PROBLEM REQUIREMENTS: Gather every line below that contains the word "green" and copy each one out.

Point placement lines

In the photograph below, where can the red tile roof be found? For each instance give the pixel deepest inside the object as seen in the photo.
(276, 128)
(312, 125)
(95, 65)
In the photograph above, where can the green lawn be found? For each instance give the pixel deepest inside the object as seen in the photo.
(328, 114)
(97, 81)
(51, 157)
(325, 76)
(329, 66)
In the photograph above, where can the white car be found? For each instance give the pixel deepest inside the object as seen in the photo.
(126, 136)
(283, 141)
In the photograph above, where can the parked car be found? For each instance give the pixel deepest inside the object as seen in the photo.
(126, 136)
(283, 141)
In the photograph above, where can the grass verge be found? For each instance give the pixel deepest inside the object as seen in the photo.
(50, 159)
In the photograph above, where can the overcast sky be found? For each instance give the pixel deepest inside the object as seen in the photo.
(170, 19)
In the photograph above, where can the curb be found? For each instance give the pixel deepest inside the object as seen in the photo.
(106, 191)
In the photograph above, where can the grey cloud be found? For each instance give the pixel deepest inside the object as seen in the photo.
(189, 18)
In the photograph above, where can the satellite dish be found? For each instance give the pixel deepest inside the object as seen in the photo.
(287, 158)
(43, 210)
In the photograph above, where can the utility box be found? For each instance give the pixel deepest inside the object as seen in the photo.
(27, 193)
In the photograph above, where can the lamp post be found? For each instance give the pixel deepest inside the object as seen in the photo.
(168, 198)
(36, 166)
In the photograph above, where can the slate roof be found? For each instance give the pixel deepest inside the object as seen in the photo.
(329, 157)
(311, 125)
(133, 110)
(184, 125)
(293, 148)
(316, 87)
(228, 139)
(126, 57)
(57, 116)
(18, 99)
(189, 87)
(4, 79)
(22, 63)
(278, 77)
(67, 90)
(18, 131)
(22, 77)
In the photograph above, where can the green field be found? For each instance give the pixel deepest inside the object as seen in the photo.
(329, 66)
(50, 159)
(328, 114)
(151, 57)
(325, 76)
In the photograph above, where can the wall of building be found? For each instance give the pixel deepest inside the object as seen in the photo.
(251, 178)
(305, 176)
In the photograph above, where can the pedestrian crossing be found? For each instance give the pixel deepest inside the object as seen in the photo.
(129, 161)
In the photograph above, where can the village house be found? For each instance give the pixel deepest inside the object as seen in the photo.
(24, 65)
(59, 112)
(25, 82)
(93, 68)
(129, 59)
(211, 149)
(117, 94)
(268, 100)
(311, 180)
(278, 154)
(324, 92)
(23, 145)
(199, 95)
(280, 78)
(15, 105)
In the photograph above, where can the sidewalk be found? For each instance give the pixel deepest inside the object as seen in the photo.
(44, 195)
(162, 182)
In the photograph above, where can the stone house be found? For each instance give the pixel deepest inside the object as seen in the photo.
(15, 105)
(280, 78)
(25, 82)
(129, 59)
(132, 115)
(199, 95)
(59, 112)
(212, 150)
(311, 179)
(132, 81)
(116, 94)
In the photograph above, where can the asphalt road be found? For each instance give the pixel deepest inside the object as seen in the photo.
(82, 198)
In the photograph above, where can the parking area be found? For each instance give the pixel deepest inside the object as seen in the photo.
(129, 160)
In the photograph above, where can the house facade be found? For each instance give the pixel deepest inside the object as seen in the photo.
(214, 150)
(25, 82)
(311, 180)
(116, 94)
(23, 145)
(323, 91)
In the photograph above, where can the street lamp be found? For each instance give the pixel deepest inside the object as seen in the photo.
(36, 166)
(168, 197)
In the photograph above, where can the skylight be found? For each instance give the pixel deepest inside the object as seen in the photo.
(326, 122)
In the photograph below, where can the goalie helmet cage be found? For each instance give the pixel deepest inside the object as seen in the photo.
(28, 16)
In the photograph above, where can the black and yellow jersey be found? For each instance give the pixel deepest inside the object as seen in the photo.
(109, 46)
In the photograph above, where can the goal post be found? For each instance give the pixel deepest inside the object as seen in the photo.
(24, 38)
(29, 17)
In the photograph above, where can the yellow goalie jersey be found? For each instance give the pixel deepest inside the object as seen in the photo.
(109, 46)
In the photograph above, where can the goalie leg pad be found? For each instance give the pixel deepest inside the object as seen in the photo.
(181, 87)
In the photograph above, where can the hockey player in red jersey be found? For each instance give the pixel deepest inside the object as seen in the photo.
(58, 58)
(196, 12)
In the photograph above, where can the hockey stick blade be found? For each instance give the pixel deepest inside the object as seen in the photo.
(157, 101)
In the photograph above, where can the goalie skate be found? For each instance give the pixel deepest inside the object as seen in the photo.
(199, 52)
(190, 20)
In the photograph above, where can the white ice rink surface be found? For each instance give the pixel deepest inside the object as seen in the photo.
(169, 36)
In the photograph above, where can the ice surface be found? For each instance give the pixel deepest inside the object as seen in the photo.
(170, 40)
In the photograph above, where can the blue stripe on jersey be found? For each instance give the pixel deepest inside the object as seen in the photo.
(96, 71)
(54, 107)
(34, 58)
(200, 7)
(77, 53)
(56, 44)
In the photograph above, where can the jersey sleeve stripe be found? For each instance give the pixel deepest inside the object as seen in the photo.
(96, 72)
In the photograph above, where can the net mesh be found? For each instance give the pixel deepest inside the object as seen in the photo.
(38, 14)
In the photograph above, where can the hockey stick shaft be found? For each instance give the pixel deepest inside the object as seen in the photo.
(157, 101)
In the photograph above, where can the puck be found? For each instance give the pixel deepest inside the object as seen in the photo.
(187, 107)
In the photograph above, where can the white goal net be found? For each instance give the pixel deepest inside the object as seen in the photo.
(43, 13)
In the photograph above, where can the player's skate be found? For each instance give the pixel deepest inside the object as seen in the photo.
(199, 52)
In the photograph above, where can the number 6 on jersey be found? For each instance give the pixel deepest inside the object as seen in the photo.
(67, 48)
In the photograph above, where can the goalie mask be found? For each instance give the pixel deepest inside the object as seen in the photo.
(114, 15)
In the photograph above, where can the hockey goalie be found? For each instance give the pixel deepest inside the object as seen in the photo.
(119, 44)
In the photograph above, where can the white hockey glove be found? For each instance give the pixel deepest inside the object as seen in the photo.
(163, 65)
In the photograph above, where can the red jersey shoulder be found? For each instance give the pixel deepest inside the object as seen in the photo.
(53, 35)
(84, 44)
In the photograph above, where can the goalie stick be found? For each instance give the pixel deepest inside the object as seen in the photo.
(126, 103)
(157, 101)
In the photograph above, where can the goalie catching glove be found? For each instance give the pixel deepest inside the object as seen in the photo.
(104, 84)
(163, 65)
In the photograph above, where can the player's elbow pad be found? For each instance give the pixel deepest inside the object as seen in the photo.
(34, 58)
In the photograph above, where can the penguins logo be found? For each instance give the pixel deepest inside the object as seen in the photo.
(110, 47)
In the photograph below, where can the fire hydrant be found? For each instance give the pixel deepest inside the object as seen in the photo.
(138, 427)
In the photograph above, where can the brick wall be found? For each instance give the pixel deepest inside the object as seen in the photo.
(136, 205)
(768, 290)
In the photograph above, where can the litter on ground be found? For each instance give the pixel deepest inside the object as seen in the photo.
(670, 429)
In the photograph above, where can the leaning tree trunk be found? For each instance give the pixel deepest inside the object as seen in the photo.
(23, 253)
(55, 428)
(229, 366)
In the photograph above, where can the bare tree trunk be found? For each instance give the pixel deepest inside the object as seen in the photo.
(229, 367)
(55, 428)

* * *

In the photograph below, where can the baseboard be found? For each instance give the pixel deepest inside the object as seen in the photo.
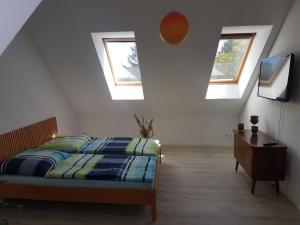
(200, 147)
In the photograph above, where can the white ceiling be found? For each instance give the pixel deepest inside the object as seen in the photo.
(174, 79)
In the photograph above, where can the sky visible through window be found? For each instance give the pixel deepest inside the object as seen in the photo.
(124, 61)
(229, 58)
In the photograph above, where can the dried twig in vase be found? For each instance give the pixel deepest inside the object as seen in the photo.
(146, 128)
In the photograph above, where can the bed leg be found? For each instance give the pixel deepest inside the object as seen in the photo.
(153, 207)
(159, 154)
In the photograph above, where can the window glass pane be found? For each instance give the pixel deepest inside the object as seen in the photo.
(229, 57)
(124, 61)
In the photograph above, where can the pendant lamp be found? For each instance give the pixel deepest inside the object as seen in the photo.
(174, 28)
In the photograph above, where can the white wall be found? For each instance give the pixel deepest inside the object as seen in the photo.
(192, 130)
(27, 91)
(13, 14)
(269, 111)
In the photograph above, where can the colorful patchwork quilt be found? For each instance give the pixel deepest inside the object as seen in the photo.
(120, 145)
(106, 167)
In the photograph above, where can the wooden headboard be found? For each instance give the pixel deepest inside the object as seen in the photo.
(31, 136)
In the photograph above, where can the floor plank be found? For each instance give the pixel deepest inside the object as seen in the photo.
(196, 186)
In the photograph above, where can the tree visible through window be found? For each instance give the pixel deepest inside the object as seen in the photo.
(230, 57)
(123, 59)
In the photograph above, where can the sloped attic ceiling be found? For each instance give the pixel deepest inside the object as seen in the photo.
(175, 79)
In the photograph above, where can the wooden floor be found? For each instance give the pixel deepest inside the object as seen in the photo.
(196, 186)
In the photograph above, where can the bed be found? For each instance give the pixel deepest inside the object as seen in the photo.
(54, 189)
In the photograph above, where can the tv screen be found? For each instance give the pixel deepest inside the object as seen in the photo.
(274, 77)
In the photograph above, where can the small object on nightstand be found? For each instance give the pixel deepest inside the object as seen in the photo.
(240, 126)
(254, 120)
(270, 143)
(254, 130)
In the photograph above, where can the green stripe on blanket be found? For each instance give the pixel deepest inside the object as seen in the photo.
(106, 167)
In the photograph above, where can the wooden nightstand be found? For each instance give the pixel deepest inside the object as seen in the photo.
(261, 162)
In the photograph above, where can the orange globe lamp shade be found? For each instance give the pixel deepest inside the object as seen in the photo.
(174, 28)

FULL OUTPUT:
In the photograph above, where can the green lawn be found? For each instance give the pixel deepest inside the object as seen in the photo.
In the photograph above, where can the green field be found? For each instance give the pixel deepest inside the object as seen in the photo.
In the photograph above, where can the green stripe on blanket be found? For each instance give the pixel deepest inside the object as seen in the photo.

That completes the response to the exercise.